** Start PROVIDED PASSAGE **

George L. Stearns: Businessman and Abolitionist

Next to the bust of John Brown sits the bust of a man much less recognized but no less noteworthy: George L. Stearns of Medford, Massachusetts. His humility in life promised him obscurity in death, but in truth Stearns had his hands in many of the important political and social issues of his time and could name as friend many who are still remembered today: Ralph Waldo Emerson, Charles Sumner, Louisa May Alcott, John Brown, Lydia Maria Child, Thomas Starr King, Julia Ward Howe, John A. Andrew, and more. Still other famous names were of his acquaintance, including Frederick Douglass, Henry David Thoreau, Abraham Lincoln, James A. Garfield, Andrew Johnson, and Ulysses S. Grant.

Bust of George L. Stearns (Morse), After Restoration
Image courtesy Tufts University Permanent Collection
George L. Stearns Portrait and Signature
Courtesy of the Medford Historical Society & Museum
Photograph of George L. Stearns
Image courtesy of the West Virginia State Archives, John Brown/Boyd B. Stutler Collection

Tributes to George L. Stearns are few today, but they include two plaques, a poem by John Greenleaf Whittier, and a monument at his gravestone. One is an unremarkable plaque in the Massachusetts State House that is easy to miss even if one knows to look for it.

** End PROVIDED PASSAGE **

* _EXERCISE TASKS_
a - According to the passage about George L. Stearns, what town was Stearns from?
b - Which famous people does the passage about George L. Stearns list as his acquaintances, as opposed to his friends?
c - Continue the passage about George L. Stearns from its final sentence onward.

** Start INFORMATION GIVEN **

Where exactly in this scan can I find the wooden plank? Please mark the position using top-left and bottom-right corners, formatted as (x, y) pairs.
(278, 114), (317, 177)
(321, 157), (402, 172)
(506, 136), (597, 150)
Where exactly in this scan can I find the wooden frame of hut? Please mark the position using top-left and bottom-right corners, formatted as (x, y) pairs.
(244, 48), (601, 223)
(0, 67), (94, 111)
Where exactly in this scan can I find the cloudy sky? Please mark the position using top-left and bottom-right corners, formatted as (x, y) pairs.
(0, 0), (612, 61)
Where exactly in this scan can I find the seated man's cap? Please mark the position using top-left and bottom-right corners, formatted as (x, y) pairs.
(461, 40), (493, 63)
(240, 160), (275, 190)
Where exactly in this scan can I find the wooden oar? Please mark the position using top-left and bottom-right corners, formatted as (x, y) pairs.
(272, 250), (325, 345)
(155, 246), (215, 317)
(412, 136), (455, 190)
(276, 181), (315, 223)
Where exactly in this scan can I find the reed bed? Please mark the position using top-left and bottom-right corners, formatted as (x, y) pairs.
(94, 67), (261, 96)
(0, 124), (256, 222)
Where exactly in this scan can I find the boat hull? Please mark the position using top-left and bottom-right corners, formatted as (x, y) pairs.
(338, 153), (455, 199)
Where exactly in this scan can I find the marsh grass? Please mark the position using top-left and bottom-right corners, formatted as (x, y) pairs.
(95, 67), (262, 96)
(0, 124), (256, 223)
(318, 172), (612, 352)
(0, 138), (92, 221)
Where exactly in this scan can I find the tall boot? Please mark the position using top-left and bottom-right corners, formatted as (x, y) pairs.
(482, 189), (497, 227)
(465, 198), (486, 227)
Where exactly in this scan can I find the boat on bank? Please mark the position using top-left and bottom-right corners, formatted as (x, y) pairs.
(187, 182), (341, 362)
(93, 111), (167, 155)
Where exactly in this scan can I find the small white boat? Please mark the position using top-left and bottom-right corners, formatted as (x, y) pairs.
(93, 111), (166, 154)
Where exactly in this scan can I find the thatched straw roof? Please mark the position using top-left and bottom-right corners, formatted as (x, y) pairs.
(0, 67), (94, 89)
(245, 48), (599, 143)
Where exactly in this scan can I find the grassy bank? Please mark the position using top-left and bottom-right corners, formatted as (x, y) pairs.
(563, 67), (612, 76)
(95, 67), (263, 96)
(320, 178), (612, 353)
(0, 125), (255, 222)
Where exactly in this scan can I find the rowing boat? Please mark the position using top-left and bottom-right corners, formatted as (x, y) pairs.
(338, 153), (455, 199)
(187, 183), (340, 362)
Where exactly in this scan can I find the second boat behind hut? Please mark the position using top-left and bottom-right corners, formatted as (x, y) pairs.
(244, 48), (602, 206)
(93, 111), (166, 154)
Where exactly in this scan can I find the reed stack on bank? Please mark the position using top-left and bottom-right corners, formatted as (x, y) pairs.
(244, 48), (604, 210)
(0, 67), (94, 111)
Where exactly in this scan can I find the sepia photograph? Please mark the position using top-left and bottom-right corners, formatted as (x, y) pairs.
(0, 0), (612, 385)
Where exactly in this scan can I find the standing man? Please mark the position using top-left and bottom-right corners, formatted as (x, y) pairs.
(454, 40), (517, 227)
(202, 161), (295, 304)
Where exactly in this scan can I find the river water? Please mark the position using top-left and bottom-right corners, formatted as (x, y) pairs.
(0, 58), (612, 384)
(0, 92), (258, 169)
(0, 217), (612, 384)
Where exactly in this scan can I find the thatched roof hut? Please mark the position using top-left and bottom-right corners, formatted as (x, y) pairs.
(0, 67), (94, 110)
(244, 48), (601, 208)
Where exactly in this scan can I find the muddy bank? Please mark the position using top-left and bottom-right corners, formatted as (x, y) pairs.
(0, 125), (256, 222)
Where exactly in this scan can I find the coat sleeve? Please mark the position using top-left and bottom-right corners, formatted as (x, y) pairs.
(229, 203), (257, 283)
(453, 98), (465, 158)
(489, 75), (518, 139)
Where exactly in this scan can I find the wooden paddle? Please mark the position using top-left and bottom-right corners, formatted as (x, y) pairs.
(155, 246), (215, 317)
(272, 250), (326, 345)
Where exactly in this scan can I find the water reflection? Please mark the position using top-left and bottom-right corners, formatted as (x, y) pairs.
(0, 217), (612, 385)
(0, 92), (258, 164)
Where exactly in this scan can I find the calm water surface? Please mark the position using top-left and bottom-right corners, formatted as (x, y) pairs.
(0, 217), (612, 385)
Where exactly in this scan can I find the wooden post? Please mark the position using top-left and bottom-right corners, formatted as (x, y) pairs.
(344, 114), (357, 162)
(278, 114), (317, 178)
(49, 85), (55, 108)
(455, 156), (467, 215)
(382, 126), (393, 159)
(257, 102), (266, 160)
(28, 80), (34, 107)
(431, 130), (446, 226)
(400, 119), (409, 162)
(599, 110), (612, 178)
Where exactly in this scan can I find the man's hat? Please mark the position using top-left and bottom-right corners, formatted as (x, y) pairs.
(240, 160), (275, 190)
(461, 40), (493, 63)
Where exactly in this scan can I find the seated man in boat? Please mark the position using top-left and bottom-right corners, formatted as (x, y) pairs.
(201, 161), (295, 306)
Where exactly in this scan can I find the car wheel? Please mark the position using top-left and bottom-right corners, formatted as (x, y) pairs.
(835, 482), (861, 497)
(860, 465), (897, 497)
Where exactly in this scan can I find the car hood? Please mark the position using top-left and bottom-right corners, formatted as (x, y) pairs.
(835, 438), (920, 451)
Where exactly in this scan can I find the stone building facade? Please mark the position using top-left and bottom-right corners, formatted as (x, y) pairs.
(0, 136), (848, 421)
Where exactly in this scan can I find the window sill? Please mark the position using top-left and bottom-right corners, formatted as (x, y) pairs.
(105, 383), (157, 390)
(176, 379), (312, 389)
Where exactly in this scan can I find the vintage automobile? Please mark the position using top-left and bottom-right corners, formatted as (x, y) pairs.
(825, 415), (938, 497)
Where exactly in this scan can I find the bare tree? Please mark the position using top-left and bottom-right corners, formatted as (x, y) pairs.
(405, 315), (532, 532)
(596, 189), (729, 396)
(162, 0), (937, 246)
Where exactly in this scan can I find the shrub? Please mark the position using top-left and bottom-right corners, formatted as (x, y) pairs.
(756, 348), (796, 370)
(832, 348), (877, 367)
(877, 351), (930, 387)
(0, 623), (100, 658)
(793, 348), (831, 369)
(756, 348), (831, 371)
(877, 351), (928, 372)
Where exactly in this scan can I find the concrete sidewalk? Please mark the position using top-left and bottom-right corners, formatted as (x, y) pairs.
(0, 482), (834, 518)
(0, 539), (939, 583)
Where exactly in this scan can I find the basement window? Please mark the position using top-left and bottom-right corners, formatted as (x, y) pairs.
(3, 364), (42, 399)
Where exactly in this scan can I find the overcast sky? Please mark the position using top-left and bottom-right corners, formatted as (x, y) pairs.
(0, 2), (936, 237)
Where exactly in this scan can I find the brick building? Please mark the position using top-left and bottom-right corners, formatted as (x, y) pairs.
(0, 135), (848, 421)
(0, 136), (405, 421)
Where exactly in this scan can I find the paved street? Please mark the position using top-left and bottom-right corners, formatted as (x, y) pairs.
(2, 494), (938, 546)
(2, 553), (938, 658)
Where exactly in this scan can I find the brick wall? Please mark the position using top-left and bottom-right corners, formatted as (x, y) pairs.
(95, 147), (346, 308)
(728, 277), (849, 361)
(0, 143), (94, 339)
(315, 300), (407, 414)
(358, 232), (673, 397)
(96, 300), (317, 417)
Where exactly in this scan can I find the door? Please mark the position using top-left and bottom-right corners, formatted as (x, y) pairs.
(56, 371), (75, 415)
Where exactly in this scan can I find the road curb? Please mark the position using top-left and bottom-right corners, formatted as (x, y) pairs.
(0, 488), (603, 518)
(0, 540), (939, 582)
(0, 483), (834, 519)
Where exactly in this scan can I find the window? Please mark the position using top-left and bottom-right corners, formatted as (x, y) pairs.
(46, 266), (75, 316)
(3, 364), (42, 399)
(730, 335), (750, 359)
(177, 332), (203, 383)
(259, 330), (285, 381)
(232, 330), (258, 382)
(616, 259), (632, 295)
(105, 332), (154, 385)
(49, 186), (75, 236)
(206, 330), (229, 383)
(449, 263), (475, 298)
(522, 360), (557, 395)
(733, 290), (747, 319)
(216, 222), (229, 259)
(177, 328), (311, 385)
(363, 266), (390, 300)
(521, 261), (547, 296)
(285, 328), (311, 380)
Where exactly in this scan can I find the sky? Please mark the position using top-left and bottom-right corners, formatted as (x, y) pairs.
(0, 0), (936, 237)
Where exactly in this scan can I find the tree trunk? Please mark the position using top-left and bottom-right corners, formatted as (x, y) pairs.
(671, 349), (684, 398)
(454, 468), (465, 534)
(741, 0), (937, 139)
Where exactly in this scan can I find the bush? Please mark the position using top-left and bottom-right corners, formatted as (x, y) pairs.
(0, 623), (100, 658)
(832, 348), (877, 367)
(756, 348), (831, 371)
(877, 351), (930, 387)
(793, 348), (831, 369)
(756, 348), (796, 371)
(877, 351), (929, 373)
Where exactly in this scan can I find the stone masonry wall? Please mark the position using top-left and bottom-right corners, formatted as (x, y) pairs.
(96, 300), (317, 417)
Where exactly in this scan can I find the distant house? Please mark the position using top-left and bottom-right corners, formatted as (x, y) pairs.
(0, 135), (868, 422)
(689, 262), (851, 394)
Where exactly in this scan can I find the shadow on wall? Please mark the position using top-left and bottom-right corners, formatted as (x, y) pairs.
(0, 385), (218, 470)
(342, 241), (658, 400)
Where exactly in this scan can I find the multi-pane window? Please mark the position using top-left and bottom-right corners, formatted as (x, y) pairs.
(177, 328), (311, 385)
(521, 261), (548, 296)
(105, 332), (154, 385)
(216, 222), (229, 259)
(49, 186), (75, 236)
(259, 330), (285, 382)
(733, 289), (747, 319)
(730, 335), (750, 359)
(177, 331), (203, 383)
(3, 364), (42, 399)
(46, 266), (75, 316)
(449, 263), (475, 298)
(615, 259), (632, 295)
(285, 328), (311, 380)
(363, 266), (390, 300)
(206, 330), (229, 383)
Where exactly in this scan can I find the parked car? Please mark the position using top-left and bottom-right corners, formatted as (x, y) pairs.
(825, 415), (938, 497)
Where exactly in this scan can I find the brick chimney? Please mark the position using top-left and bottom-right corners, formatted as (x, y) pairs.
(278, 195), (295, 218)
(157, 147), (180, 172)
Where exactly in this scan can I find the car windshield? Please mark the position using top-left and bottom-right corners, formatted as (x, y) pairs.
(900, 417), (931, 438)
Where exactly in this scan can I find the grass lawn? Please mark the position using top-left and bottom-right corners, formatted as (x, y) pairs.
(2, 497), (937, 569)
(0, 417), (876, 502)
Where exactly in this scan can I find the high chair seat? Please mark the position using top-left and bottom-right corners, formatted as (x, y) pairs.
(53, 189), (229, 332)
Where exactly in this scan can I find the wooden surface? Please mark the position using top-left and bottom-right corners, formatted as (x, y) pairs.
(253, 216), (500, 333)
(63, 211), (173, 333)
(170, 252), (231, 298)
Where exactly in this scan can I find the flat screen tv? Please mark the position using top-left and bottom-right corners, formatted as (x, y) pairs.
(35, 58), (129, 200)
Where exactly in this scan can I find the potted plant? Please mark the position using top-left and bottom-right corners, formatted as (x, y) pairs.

** End INFORMATION GIVEN **

* _EXPECTED OUTPUTS_
a - Medford, Massachusetts.

b - Frederick Douglass, Henry David Thoreau, Abraham Lincoln, James A. Garfield, Andrew Johnson, Ulysses S. Grant

c -
It reads:

"In Memoriam: George Luther Stearns. A merchant of Boston who illustrated in his life and character the nobility and generosity of citizenship. Giving his life and fortune for the overthrow of slavery and the preservation of free institutions. To his unresting devotion and unfailing hope, Massachusetts owes the Fifty-fourth and Fifth-fifth Regiments of colored infantry, and the federal government ten thousand troops, at a critical moment in the great war. In the darkest hour of the republic, his faith in the people never wavered. Of him Whittier wrote: ‘No duty could overtax him; no need his will outrun; Or ever our lips could ask him; His hands the work had done. A man who asked not to be great; But as he served and saved the state.’ Born in Medford, Massachusetts, January 8, 1809. Died April 9, 1867.”

A well-to-do businessman whose wealth came from his dedication to his businesses, Stearns donated liberally to many causes of the day. However, Ralph Waldo Emerson remarked at his funeral that “unlike other benefactors, he did not give money to excuse his entire preoccupation in his own pursuits, but as an earnest of the dedication of his heart and hand to the interests of the sufferers.... For himself or his friends he asked no reward; for himself, he asked only to do the hard work.”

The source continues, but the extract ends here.